What you should do:
Convert every line from the one containing "of rocky outcrop" through the end of the rows, inclusive, into a Markdown table with the columns No. and Line, numbering each line and skipping blank ones. Leave the pictures out of the answer.

Entries:
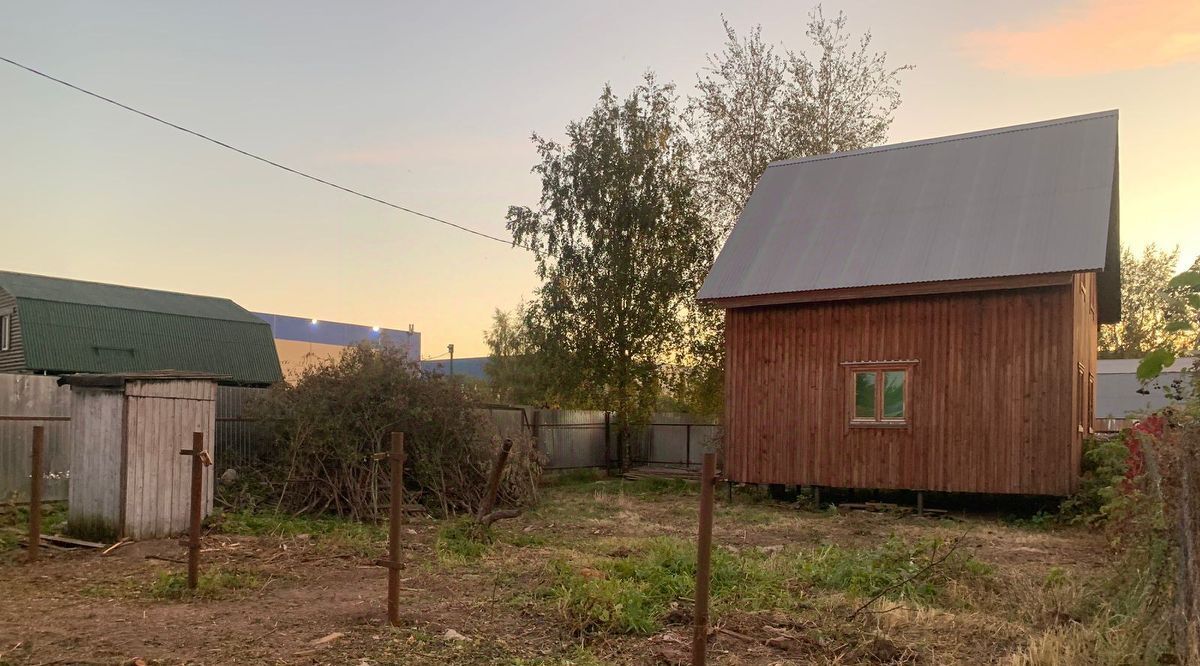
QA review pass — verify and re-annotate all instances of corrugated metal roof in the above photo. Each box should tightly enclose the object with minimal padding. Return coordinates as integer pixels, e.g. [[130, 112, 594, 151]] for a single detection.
[[0, 271, 283, 384], [0, 271, 259, 324], [698, 110, 1118, 316]]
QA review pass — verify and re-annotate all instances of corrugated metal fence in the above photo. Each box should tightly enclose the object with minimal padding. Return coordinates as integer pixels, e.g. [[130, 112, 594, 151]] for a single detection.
[[0, 373, 720, 502]]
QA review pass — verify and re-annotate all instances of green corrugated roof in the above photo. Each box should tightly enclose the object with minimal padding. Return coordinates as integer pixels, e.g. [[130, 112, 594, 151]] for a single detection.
[[0, 271, 283, 384]]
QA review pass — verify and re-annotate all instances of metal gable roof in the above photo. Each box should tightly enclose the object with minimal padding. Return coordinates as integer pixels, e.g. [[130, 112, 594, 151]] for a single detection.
[[698, 110, 1118, 314], [0, 271, 259, 324], [0, 271, 283, 384]]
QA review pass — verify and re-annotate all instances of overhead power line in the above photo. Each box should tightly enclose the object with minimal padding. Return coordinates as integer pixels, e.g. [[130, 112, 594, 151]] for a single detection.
[[0, 55, 524, 248]]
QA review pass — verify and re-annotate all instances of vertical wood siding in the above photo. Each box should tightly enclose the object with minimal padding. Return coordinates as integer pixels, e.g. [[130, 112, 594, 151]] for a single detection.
[[68, 380, 216, 539], [0, 289, 25, 372], [125, 382, 216, 539], [64, 388, 125, 534], [726, 278, 1096, 494]]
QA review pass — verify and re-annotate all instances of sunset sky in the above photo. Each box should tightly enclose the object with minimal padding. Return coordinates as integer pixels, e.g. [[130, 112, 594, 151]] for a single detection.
[[0, 0, 1200, 356]]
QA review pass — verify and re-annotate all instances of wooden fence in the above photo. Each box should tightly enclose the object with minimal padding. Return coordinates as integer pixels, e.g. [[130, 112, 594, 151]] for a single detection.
[[0, 373, 720, 502], [0, 374, 71, 502]]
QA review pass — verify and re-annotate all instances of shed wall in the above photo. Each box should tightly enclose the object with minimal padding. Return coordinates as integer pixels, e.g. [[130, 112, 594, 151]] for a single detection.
[[726, 286, 1079, 494], [67, 388, 125, 538], [0, 289, 25, 372], [125, 382, 216, 539], [0, 374, 71, 502]]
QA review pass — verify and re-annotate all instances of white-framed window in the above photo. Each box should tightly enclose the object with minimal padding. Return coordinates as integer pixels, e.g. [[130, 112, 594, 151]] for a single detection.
[[842, 361, 916, 427]]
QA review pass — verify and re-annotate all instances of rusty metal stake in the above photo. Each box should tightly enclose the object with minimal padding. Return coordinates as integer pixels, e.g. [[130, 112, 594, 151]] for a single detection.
[[179, 432, 212, 589], [29, 426, 46, 562], [691, 454, 718, 666], [388, 432, 404, 626]]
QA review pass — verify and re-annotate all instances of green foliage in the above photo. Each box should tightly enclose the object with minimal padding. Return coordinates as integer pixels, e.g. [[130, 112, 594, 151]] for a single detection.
[[508, 74, 714, 460], [548, 536, 991, 635], [1060, 438, 1129, 524], [146, 569, 263, 600], [1099, 244, 1200, 360], [1138, 349, 1175, 382], [799, 536, 991, 604]]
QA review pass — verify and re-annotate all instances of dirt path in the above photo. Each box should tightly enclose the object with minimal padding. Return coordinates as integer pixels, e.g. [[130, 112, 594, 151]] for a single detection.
[[0, 486, 1104, 665]]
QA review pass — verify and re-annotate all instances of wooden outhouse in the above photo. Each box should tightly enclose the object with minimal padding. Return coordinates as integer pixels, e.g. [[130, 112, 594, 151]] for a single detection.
[[59, 371, 224, 539], [700, 112, 1121, 496]]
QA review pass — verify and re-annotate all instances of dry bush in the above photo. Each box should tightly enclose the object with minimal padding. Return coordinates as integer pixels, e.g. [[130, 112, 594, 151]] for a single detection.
[[253, 344, 540, 520]]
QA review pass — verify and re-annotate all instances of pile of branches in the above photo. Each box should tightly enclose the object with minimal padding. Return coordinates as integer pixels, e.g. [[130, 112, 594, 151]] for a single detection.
[[252, 344, 541, 520]]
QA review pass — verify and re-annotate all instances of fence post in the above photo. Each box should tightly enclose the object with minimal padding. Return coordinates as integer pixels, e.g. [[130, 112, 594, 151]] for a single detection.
[[179, 432, 212, 589], [604, 409, 612, 468], [691, 452, 716, 666], [29, 426, 46, 562], [388, 432, 404, 626]]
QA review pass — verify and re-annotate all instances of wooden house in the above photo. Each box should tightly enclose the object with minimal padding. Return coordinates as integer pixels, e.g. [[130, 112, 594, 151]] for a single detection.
[[698, 110, 1121, 496], [59, 371, 219, 539]]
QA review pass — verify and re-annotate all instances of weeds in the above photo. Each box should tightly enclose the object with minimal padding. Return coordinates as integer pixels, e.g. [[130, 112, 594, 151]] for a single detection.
[[209, 511, 388, 557], [0, 502, 67, 553], [437, 517, 496, 562], [548, 538, 991, 635], [146, 569, 263, 600]]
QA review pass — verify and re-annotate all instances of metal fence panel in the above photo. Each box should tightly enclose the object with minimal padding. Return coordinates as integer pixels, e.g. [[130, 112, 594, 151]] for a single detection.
[[534, 409, 611, 469], [212, 386, 271, 474], [0, 374, 71, 502]]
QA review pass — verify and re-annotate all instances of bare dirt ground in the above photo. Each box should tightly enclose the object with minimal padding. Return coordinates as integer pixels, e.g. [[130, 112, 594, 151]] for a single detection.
[[0, 481, 1105, 666]]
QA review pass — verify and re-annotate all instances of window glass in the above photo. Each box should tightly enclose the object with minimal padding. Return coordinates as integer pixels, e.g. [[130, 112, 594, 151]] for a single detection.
[[854, 372, 875, 419], [883, 370, 906, 419]]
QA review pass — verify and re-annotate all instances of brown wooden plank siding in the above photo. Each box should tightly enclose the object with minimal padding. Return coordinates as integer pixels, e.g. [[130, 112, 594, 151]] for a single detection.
[[0, 289, 25, 372], [726, 276, 1096, 494]]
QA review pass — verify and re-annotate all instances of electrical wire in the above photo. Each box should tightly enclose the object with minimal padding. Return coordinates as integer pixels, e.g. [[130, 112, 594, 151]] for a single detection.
[[0, 55, 528, 250]]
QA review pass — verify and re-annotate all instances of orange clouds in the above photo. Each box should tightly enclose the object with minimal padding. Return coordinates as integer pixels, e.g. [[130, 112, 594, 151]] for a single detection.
[[962, 0, 1200, 77]]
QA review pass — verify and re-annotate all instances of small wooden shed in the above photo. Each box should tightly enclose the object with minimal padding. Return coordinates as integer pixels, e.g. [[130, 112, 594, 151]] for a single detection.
[[698, 110, 1121, 496], [59, 371, 227, 539]]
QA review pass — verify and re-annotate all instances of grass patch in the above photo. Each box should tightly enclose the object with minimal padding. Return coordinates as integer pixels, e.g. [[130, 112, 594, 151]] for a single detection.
[[620, 476, 700, 497], [541, 468, 607, 488], [146, 569, 263, 600], [0, 502, 67, 552], [209, 510, 388, 557], [437, 516, 496, 562], [547, 536, 991, 635]]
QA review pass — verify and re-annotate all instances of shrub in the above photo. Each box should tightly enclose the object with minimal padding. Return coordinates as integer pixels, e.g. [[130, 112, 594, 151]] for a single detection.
[[254, 344, 540, 518], [1060, 438, 1129, 524]]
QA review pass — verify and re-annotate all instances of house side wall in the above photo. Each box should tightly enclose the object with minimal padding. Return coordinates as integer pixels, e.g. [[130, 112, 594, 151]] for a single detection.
[[726, 284, 1079, 494], [1070, 272, 1099, 492], [0, 289, 25, 372]]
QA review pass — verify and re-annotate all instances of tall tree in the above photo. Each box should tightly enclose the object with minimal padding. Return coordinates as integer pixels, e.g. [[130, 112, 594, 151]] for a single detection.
[[508, 74, 714, 463], [674, 5, 912, 413], [688, 5, 912, 238], [1099, 244, 1194, 359]]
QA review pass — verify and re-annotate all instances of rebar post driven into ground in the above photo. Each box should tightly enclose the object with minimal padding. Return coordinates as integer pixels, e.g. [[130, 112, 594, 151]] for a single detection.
[[29, 426, 46, 562], [691, 454, 718, 666]]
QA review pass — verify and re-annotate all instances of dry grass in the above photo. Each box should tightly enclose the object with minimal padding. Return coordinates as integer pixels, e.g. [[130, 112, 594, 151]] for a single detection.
[[0, 480, 1139, 666]]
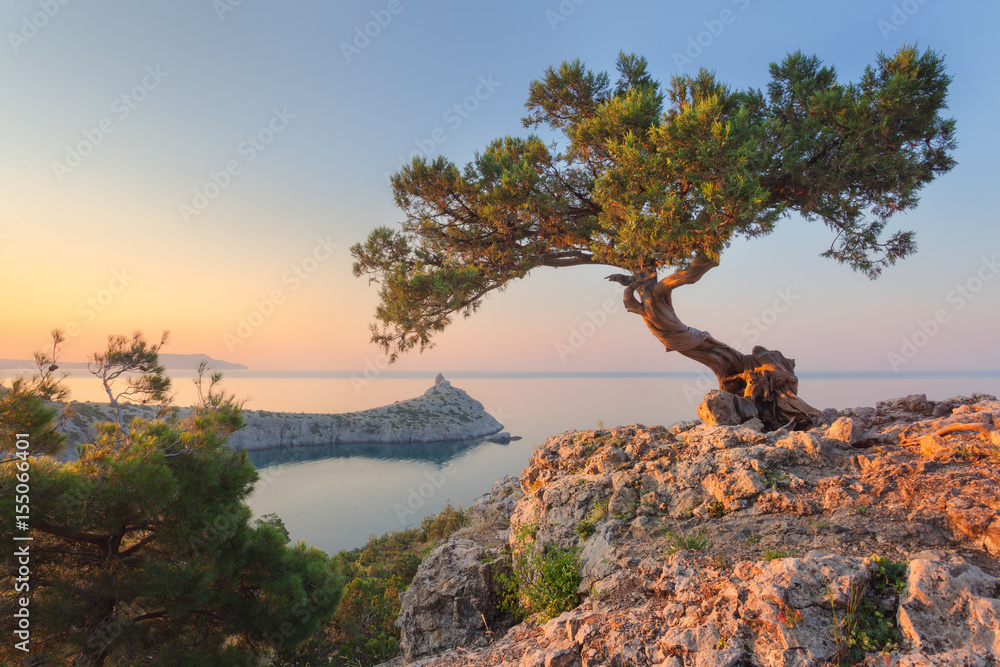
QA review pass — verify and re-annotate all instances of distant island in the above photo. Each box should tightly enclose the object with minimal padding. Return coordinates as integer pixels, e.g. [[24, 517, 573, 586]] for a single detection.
[[63, 375, 504, 450], [0, 352, 248, 371]]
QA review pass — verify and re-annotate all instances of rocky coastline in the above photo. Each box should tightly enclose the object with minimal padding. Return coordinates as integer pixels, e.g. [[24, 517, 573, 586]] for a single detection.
[[386, 392, 1000, 667], [63, 375, 510, 451]]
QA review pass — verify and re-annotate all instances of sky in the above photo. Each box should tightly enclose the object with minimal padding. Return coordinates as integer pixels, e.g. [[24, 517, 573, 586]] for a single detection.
[[0, 0, 1000, 372]]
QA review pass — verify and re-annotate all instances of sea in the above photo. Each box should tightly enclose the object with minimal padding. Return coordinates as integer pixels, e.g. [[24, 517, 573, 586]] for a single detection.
[[0, 370, 1000, 554]]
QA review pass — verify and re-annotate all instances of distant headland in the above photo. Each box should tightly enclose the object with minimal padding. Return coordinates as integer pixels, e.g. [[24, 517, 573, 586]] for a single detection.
[[0, 352, 248, 371], [63, 375, 504, 450]]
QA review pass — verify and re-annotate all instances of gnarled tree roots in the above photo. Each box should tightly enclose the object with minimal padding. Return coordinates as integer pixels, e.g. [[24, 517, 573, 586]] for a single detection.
[[608, 260, 820, 430]]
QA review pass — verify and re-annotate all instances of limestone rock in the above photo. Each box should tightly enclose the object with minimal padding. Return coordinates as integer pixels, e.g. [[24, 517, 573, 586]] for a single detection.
[[698, 389, 757, 426], [826, 417, 865, 445], [63, 375, 504, 450], [384, 395, 1000, 667], [396, 538, 508, 662], [898, 558, 1000, 665]]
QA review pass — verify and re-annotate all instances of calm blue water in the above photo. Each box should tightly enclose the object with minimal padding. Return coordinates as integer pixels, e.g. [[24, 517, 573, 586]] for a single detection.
[[3, 371, 1000, 553]]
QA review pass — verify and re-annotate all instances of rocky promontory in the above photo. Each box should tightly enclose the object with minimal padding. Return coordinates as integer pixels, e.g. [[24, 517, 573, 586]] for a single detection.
[[390, 394, 1000, 667], [58, 375, 503, 450]]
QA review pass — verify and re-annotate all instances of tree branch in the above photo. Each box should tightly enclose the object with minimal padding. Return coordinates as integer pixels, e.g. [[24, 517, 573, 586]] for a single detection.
[[653, 258, 719, 297]]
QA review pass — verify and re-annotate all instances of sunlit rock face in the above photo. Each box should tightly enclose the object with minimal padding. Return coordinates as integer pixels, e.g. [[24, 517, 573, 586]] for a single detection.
[[386, 394, 1000, 667], [58, 375, 503, 449]]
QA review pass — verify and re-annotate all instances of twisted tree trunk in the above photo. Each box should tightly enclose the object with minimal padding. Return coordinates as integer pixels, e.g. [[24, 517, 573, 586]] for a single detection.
[[608, 260, 819, 430]]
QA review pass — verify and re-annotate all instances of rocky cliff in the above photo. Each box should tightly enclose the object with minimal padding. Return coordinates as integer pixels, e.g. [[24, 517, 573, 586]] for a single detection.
[[58, 375, 503, 449], [390, 395, 1000, 667]]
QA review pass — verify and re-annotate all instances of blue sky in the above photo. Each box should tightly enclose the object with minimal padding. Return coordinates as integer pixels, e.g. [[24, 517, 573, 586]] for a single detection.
[[0, 0, 1000, 371]]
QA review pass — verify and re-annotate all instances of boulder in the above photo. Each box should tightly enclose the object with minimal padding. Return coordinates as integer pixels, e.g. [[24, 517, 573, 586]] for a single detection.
[[698, 389, 757, 426], [396, 537, 502, 662], [897, 557, 1000, 665], [825, 417, 865, 445]]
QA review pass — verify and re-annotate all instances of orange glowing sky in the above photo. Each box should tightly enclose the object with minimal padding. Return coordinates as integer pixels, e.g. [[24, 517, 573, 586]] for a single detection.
[[0, 0, 1000, 371]]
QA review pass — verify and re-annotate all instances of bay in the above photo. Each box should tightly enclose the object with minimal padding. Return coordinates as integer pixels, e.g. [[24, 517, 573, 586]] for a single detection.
[[0, 371, 1000, 553]]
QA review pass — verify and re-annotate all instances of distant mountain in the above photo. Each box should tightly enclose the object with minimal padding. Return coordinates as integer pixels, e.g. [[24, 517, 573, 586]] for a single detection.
[[0, 352, 247, 371]]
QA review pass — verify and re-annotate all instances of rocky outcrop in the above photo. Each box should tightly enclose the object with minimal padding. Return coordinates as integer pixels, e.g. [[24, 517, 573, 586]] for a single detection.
[[58, 375, 503, 450], [396, 477, 521, 661], [386, 395, 1000, 667]]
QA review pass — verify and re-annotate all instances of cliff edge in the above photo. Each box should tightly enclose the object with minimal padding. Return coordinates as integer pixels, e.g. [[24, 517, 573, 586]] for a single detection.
[[58, 375, 503, 450], [389, 394, 1000, 667]]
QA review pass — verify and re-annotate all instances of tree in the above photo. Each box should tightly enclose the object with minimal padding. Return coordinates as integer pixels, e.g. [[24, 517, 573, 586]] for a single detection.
[[351, 47, 955, 428], [87, 331, 174, 428], [0, 329, 72, 463], [0, 334, 344, 666]]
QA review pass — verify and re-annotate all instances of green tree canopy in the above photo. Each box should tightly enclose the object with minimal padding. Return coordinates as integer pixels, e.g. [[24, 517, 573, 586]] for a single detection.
[[0, 335, 344, 667], [352, 47, 955, 428]]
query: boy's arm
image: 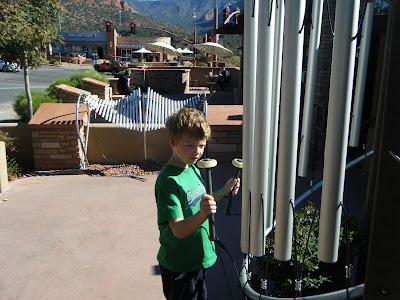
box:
[168,194,217,239]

Answer:
| No. | Line |
|---|---|
| 1 | QA review pass — verify and re-annotate all instances of rocky outcrop in the above photo. Each box should tightly enclose the object with minimal padding. Return coordinates as integer pixels, e.g. [[24, 517, 573, 586]] for a single detection. |
| 2 | [[58, 375, 503, 450], [396, 477, 521, 661], [386, 395, 1000, 667]] |
| 3 | QA review pass — verify and re-annotate all instances of cliff edge in the above photo. Each box should tightly enclose the object with minimal padding. Return coordinates as integer pixels, e.g. [[24, 517, 573, 586]] for a single detection. |
| 4 | [[58, 375, 503, 450], [389, 394, 1000, 667]] |
| 5 | QA review pass — verify and re-annotate all instances of tree in the above photo. Each box should tightly enclose the object with minimal padding. Return coordinates as integer pixels, e.g. [[24, 517, 573, 586]] for a single detection. |
| 6 | [[351, 47, 955, 428], [87, 331, 174, 428], [0, 329, 72, 463], [0, 334, 344, 666]] |
| 7 | QA review pass — verify and re-annotate all instances of green tree canopy in the above photo. Each box should tightly enclose the object with minimal padding. Return coordinates as integer pixels, e.g. [[24, 517, 573, 586]] for a single detection. |
| 8 | [[0, 335, 344, 667], [352, 47, 955, 428]] |
| 9 | query: boy's arm |
| 10 | image:  |
| 11 | box: |
| 12 | [168,194,217,239] |